WHAT YOU SHOULD DO =>
Your response should be an exact transcription of the data, images excluded.

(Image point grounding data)
Content starts

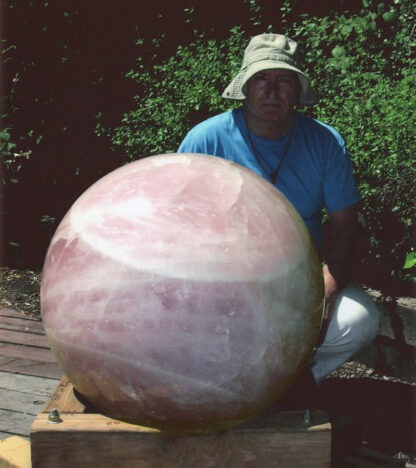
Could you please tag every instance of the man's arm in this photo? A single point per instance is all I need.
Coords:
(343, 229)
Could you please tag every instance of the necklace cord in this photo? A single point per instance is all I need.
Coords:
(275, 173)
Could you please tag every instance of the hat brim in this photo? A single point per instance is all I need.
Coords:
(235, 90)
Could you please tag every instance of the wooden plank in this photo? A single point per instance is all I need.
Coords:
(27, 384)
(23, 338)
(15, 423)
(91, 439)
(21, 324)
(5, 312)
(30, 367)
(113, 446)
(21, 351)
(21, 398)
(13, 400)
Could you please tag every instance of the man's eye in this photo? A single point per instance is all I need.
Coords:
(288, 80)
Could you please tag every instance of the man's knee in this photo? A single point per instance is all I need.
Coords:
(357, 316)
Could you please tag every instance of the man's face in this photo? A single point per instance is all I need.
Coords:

Content ends

TASK RESULT =>
Could you please tag every instance of the man's arm in this photo? A single point per instance is all I need.
Coords:
(343, 229)
Could you please tag every instance of the necklace cord in this photo? A single point per instance is all I need.
Coords:
(275, 173)
Could you please tag every instance of the hat brim in this photo? A single point per instance is all I need.
Coords:
(235, 90)
Could you please tag every instance of the wooden plank in this photo? A single point per instance is all I need.
Coords:
(27, 384)
(23, 338)
(15, 423)
(91, 439)
(21, 324)
(5, 312)
(30, 367)
(113, 446)
(21, 351)
(21, 398)
(13, 400)
Could you please tag every instance of the man's eye in this photo? A single point per instance is all I need.
Coords:
(288, 80)
Could you please tag every instance of the man's knee in this photo? A single point per instance is all I need.
Coords:
(357, 316)
Could you please tag every instance of the man's face in this photo? A single point per instance is all I need.
Coords:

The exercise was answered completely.